[START OF Material for this task]
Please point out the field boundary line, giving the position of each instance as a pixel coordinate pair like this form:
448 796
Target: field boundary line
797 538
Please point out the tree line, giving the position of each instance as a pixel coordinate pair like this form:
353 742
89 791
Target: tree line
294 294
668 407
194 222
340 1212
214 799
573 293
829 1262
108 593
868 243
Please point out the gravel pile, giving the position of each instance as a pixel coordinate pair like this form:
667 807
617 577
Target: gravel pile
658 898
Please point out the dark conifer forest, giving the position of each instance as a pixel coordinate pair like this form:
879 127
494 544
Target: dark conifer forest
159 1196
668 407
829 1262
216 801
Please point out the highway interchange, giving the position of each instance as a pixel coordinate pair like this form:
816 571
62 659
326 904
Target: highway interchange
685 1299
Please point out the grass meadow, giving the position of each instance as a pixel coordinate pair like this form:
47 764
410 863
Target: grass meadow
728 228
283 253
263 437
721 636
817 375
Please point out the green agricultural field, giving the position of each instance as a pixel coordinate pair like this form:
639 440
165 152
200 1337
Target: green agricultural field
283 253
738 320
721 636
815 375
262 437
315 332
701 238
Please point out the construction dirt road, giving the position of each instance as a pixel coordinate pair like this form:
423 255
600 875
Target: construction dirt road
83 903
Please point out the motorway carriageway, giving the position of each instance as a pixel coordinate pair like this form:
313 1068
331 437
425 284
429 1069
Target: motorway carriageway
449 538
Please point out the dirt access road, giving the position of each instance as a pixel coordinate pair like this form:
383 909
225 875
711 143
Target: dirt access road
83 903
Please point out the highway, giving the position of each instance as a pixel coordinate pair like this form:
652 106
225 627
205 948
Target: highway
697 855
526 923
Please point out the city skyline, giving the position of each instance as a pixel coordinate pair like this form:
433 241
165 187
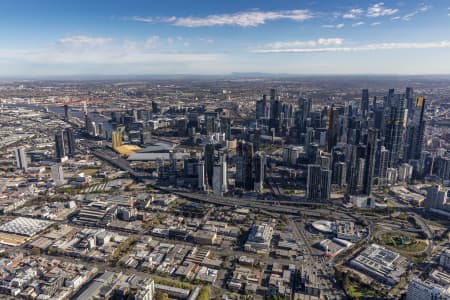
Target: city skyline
216 37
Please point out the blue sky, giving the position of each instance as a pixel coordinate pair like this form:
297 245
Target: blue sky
219 37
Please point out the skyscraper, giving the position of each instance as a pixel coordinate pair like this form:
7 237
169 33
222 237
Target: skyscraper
60 149
260 170
333 128
57 174
355 172
302 114
415 130
66 113
409 95
220 178
21 158
369 167
394 128
209 163
70 139
365 102
244 165
318 187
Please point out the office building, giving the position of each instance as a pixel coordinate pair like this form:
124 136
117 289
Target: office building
209 154
444 259
365 102
395 122
220 177
70 141
60 149
260 170
244 166
57 174
369 166
381 264
66 113
426 290
21 158
318 187
415 130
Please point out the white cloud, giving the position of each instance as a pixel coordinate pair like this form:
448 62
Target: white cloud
311 43
83 41
107 51
353 13
369 47
243 19
379 10
357 24
337 26
421 9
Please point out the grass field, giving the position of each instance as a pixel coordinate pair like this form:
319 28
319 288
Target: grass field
403 242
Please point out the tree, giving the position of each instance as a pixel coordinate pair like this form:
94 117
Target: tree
205 293
35 251
161 296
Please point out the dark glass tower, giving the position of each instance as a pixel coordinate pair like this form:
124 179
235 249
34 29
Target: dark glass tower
394 128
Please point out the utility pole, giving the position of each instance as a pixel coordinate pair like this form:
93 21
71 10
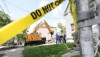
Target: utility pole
85 33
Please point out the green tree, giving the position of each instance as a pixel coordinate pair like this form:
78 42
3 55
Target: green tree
4 19
63 28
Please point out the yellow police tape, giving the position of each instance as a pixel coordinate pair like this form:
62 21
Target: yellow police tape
15 27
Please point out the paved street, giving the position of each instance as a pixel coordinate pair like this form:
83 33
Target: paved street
17 52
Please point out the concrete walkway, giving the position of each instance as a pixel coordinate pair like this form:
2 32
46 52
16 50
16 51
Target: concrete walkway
17 52
70 54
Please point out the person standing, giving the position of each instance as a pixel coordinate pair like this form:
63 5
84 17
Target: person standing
57 38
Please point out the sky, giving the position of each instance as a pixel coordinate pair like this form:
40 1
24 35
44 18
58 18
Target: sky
19 8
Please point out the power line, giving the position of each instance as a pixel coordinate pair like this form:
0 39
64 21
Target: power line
16 6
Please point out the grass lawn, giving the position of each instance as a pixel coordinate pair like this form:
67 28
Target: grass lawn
47 51
1 55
[END OF Material for this task]
Write out all of the rows above again, changing "pixel coordinate pair" to "pair of pixel coordinates" wherever it occurs and leaving everything else untouched. Don't include the pictures.

▶ Solution to the problem
Please point out the field boundary line, giving the position of each instance as a pair of pixel coordinates like this form:
448 796
Target: field boundary line
797 538
Please point out the tree line, giving the position of each instance as a pair of pixel coordinates like this form:
353 742
89 791
Target: tree line
294 294
668 407
194 222
340 1212
214 799
573 293
829 1262
108 593
868 243
Please point out the gravel pile, giving the position of each instance as a pair of pixel coordinates like this form:
667 807
617 577
Target: gravel pile
658 898
Please point out the dark conifer forest, giving the position of each instance as a pair of pixel coordinates like this form:
879 127
494 544
Target: dark conifer forest
159 1196
668 407
829 1262
216 801
Please point out the highway interchange, giving the position of each instance as a pair of pixel coordinates like this form:
816 571
62 659
326 904
Target: highway interchange
685 1299
Please point out the grass meadow, giving the position of each instance as a pair of pixel coordinates like this form:
47 764
410 863
Target: grass meadow
728 228
283 253
263 437
721 636
817 375
Please point out the green agricultural field, giving the position of each instance as a pair of pixel coordinates like this form:
639 440
165 152
200 1337
Target: green agricultural field
283 253
738 320
721 636
815 375
262 437
315 332
701 238
Please point out the construction dirt road, giving the position of each instance as a pair of pixel coordinates like this form:
423 255
600 875
Target: construction dirt road
83 903
Please point out the motorway carriageway, giving the position of each instance as a pair of pixel coordinates like this form:
313 1068
331 437
425 284
429 1069
Target: motorway carriageway
449 538
Please point out the dirt access road, giving the position of each instance as a pair of pixel coordinates like this form:
383 909
225 875
711 143
Target: dirt access road
83 903
Please point out the highway, giving the position of each instance as a pair of pixel coordinates like this form:
652 106
225 627
205 948
Target: highway
697 855
526 923
Please point out the city skyline, giving the position of each instance as a pair of pixel coordinates like this form:
433 241
165 187
Target: city skyline
216 37
Please point out the blue sky, giving the position of each instance as a pair of pixel coordinates like this form:
297 245
Target: blue sky
219 37
Please point out the skyscraper, giving the position of each instance as a pair of pixel coordinates like this form:
7 237
169 33
222 237
Target: skyscraper
60 149
260 170
333 128
57 174
355 172
302 114
415 130
66 113
409 95
220 178
21 158
369 167
394 128
209 163
70 139
365 102
244 165
318 187
Please point out the office building, giving the position of each instance as a pair of pixel coordinates like this form:
124 136
117 289
Target: office building
209 154
444 259
365 102
395 122
220 177
70 141
60 149
260 170
244 166
57 174
369 166
381 264
66 113
426 290
21 158
318 187
415 130
Please point out the white cloud, giving the position of each instance as a pair of pixel coordinates like this form:
448 62
Target: white cloud
311 43
83 41
107 51
353 13
369 47
243 19
379 10
357 24
337 26
421 9
Please point out the grass field, giving the position of each instance as a pair of pixel coordinates like this form:
319 28
319 288
Target: grass field
403 242
Please point out the tree, giving the position of each instance as a pair of pixel coordinates like this form:
94 117
Target: tree
205 293
35 251
161 296
Please point out the dark glass tower, giving the position of each instance as a pair of pixel coordinates like this form:
124 179
235 249
34 29
Target: dark glass tower
394 128
Please point out the utility pole, giving the position of each instance as a pair of pixel coordinates like this form:
93 21
71 10
Target: utility pole
85 33
Please point out the green tree, giving the position of each instance as a pair of pixel coordinates like this form:
78 42
3 55
Target: green tree
4 19
63 28
Please point out the yellow police tape, giving the position of each instance as a pair of pixel coordinates like this form:
62 21
Target: yellow police tape
15 27
Please point out the paved street, giving the position of each instance as a pair of pixel coordinates like this form:
83 33
Target: paved street
17 52
Please point out the concrete walkway, giving the position of each instance as a pair of pixel coordinates like this form:
2 32
46 52
16 50
16 51
Target: concrete walkway
17 52
70 54
Please point out the person standing, giving the position of each instance as a pair of pixel coordinates like this form:
63 5
84 17
Target: person standing
57 38
Please point out the sky, giving the position of each instance as a pair of pixel coordinates like this form:
40 1
24 35
44 18
58 18
Target: sky
19 8
Please point out the power line, giving the position of each instance as a pair of pixel coordinates like this form:
0 39
64 21
Target: power line
16 6
Please point out the grass lawn, giving the position of each instance as a pair of pixel coordinates like this form:
67 28
Target: grass lawn
47 51
1 55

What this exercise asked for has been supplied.